#### [Direction]
The entries below should be output exactly as written.

#### [Dataset extract]
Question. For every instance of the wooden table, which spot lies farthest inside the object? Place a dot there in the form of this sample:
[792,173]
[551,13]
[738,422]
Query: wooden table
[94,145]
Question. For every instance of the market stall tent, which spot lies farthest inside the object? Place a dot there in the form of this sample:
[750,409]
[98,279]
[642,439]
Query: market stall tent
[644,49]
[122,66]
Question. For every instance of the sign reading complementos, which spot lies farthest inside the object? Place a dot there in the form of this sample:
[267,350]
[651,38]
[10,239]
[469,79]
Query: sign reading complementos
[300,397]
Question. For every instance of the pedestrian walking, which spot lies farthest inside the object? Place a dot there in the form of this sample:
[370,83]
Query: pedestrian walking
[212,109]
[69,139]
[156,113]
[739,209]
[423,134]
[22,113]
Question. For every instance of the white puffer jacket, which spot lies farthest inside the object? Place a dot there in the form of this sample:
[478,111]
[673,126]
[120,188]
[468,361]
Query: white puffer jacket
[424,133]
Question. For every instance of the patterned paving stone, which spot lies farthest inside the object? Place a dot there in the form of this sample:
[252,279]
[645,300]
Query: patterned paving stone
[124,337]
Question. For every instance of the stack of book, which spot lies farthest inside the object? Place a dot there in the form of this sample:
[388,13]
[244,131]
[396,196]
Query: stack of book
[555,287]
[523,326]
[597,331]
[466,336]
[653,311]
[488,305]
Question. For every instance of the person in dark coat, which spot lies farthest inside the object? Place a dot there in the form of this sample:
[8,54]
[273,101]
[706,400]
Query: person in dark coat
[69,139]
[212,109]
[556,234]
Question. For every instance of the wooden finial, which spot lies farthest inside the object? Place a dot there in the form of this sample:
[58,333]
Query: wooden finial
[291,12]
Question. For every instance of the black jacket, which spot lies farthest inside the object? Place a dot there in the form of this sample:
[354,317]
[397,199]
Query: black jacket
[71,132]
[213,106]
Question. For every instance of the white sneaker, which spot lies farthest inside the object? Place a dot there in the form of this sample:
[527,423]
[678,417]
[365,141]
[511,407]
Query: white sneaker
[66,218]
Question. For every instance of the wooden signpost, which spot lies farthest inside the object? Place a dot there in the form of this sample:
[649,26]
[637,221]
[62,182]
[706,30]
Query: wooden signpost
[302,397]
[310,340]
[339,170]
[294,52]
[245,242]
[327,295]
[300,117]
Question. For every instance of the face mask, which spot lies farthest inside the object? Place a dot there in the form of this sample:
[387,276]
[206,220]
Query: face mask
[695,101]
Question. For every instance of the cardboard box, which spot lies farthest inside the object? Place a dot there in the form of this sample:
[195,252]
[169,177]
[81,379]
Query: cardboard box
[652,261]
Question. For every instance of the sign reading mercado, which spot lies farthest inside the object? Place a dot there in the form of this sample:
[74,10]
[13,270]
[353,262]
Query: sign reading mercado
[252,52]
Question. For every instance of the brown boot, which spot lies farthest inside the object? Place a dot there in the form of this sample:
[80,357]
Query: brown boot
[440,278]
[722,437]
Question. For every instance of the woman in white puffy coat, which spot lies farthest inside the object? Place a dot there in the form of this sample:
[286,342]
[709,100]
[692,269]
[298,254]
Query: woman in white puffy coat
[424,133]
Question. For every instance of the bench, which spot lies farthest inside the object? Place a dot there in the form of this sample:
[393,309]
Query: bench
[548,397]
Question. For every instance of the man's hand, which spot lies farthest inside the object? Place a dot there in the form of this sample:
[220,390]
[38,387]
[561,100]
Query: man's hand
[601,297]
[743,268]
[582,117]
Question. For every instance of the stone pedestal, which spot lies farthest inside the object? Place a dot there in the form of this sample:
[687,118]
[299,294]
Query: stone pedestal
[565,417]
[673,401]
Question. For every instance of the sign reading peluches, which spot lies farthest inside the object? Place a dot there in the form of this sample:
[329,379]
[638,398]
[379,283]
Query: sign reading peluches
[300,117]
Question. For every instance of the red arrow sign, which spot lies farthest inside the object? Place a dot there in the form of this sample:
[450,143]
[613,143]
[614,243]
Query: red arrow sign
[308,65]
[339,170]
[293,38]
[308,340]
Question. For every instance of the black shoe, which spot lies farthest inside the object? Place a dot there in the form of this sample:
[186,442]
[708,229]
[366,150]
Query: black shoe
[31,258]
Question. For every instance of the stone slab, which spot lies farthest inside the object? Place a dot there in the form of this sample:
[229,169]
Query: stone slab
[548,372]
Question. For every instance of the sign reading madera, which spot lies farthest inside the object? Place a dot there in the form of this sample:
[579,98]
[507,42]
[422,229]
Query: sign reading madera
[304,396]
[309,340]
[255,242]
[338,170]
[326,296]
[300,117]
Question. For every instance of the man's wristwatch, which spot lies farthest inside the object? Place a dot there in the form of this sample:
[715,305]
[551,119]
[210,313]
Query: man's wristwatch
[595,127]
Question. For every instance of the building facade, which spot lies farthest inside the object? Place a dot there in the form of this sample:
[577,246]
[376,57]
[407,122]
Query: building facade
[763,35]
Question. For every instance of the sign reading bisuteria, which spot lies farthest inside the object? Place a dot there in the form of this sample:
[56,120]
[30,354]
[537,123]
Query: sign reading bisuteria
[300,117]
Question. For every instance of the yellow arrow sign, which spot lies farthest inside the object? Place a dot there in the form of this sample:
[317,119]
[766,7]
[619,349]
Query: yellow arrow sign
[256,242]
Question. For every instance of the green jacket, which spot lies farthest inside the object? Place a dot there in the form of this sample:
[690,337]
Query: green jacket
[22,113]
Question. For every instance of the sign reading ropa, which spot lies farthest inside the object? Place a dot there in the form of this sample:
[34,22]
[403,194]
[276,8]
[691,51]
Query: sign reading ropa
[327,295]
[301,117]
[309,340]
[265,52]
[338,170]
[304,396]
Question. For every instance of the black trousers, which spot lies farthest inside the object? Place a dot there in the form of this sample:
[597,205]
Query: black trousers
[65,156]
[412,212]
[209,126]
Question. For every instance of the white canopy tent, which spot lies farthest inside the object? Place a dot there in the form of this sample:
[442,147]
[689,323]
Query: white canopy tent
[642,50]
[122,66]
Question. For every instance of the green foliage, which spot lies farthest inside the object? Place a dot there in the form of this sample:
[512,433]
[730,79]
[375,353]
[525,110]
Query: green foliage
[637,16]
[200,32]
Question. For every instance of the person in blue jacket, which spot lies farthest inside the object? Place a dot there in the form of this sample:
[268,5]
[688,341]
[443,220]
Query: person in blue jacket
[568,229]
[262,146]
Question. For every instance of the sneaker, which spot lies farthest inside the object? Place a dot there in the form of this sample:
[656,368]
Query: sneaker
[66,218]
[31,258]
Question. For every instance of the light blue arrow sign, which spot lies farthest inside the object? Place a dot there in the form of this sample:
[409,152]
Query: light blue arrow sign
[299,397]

#### [Exercise solution]
Question. For every instance of the wooden table, which spot lies farthest inside the object? Place a dot there in the form of this sample:
[792,173]
[551,13]
[738,422]
Query: wooden table
[94,145]
Question. For every instance of the market stall tent, which spot lies farthest inside the object? Place a dot there in the form of this sample:
[750,409]
[98,279]
[642,439]
Query: market stall tent
[644,49]
[122,66]
Question. For every instance of the sign reading complementos, which spot lies farthest inside the object? Place a dot there in the form of this sample:
[267,350]
[651,38]
[10,239]
[469,79]
Query: sign reading complementos
[300,397]
Question. For every instance of the pedestrian walking, which spot lies farthest inside the object? Place a dot there in the form of this sample:
[370,83]
Query: pedestrian walking
[212,109]
[69,139]
[156,113]
[739,209]
[423,134]
[22,113]
Question. For every instance of the white puffer jacket, which spot lies farthest inside the object? Place a dot there in the form of this sample:
[478,111]
[673,126]
[120,188]
[468,361]
Query: white puffer jacket
[424,133]
Question. For every instance of the patterned paving stone, which spot lies farthest inside the object? Place a dot there in the form of this sample:
[252,279]
[645,300]
Query: patterned paving stone
[124,337]
Question. For every instance of the stack of book, which spot lies farthest inside the object? Place a dot there in the form of this sample:
[388,13]
[244,131]
[396,196]
Query: stack of book
[555,287]
[523,326]
[597,331]
[466,336]
[653,311]
[488,305]
Question. For every instance of the person in dark coat, which spot lies farthest inside the object? Place a dot there in the form of this sample:
[8,54]
[273,101]
[706,400]
Query: person in dark coat
[69,139]
[212,109]
[556,234]
Question. For every instance of the wooden finial, which spot lies farthest inside the object? Place a dot there in the form of this sample:
[58,333]
Query: wooden finial
[291,12]
Question. For every instance of the black jacket, which spot lies farthest inside the object? Place a dot there in the form of this sample:
[354,317]
[397,199]
Query: black jacket
[71,132]
[213,106]
Question. For every instance of the white sneaker, which spot lies farthest inside the object? Place a dot there in the form of this sample:
[527,423]
[678,417]
[365,141]
[511,407]
Query: white sneaker
[66,218]
Question. For every instance of the wooden signpost, which spot lies farthest inside the object? Place a dot there in the form of this sample:
[649,26]
[637,221]
[62,182]
[706,30]
Query: wooden signpost
[302,397]
[310,340]
[339,170]
[294,52]
[245,242]
[327,295]
[300,117]
Question. For every instance of the face mask, which spot lies farthest inside the object? Place a dot there in the form of this sample:
[387,276]
[206,220]
Query: face mask
[695,101]
Question. For every instance of the cardboard box, which spot lies farthest inside the object? Place a dot there in the form of this sample:
[195,252]
[169,177]
[81,379]
Query: cardboard box
[652,261]
Question. For every instance of the sign reading mercado, which spot lies farthest inside the object? Place a dot there in the form of this sample:
[74,10]
[13,270]
[353,262]
Query: sign reading mercado
[252,52]
Question. For every instance of the brown boot, which spot lies farthest inside the object? Place a dot there in the form of this sample:
[80,357]
Query: brown boot
[440,278]
[722,437]
Question. For every instance of the woman in white puffy coat, which spot lies farthest inside the object? Place a dot there in the form of this sample:
[286,342]
[709,100]
[692,269]
[298,254]
Query: woman in white puffy coat
[424,133]
Question. For every instance of the bench, which spot lies farthest inside the object? Place a dot there in the form of this sample:
[393,309]
Query: bench
[548,397]
Question. For every instance of the man's hand, which spot lies farthest inside the object? Place a dot there in the form of this sample:
[220,390]
[38,387]
[561,100]
Query: man's hand
[601,297]
[743,268]
[582,117]
Question. For every instance of the stone pedestal, which spot lies farthest inside the object? Place a dot there in the form of this sample:
[687,118]
[299,294]
Query: stone pedestal
[565,417]
[673,401]
Question. For every instance of the sign reading peluches, which spot lies farthest inside the object? Place a dot there in the form of this sample:
[329,379]
[638,398]
[379,283]
Query: sign reading peluches
[300,117]
Question. For every instance of the red arrow sign, which spot lies farthest inside the object? Place a dot there in the form of this sample:
[450,143]
[613,143]
[614,243]
Query: red arrow sign
[308,65]
[339,170]
[293,38]
[308,340]
Question. For every instance of the black shoe, which spot lies farthest inside the object? Place a dot there in the form of this sample:
[186,442]
[708,229]
[366,150]
Query: black shoe
[31,258]
Question. For every instance of the stone slab, which spot lies farthest inside the object? Place a dot there in the form of this sample:
[229,169]
Query: stone slab
[548,372]
Question. For every instance of the sign reading madera, which spot lies farthest inside the object? Place a dot there in the form of this sample:
[579,98]
[507,42]
[422,229]
Query: sign reading madera
[304,396]
[309,340]
[255,242]
[338,170]
[326,296]
[300,117]
Question. For every instance of the man's wristwatch, which spot lies farthest inside the object? Place a dot there in the form of this sample:
[715,305]
[551,119]
[210,313]
Query: man's wristwatch
[595,127]
Question. For every instance of the building facade, which spot lies farthest inside the object? Place a dot there in the form of this sample:
[577,246]
[376,57]
[407,122]
Query: building facade
[763,35]
Question. For every instance of the sign reading bisuteria, which spot lies farthest inside the object? Place a dot there in the form of this sample:
[56,120]
[30,354]
[537,123]
Query: sign reading bisuteria
[300,117]
Question. For every instance of the yellow arrow sign, which spot lies farthest inside the object? Place a dot there in the form of this sample:
[317,119]
[766,7]
[619,349]
Query: yellow arrow sign
[256,242]
Question. For every instance of the green jacket, which spot lies farthest inside the object? Place a dot there in the form of this sample:
[690,337]
Query: green jacket
[22,113]
Question. For every instance of the sign reading ropa, which spot lies farthest inside the object? Place a dot there in the form of this sample:
[34,22]
[403,194]
[276,8]
[691,51]
Query: sign reading ropa
[327,295]
[301,117]
[309,340]
[265,52]
[338,170]
[304,396]
Question. For every instance of the black trousers, which spot lies farthest inside the object? Place a dot there in the form of this sample:
[597,205]
Query: black trousers
[65,156]
[412,212]
[209,126]
Question. For every instance of the white canopy tent, which spot lies farthest inside the object? Place a dot there in the form of this sample:
[442,147]
[689,323]
Query: white canopy tent
[642,50]
[122,66]
Question. For every instance of the green foliage, which spot lies farthest inside the object? Place a dot there in the form of this sample:
[512,433]
[730,79]
[375,353]
[525,110]
Query: green foliage
[637,16]
[200,32]
Question. For every instance of the person in blue jacket, which spot lies farthest inside the object? Place a dot there in the form of this sample:
[268,5]
[688,341]
[443,220]
Query: person in blue jacket
[568,229]
[262,146]
Question. For every instance of the sneaker, which spot lies farthest inside the object? Place a dot there in the form of this sample:
[656,368]
Query: sneaker
[66,218]
[31,258]
Question. For every instance of the light blue arrow sign, which spot lies farthest inside the object? Place a dot there in the form of this sample:
[409,152]
Query: light blue arrow sign
[299,397]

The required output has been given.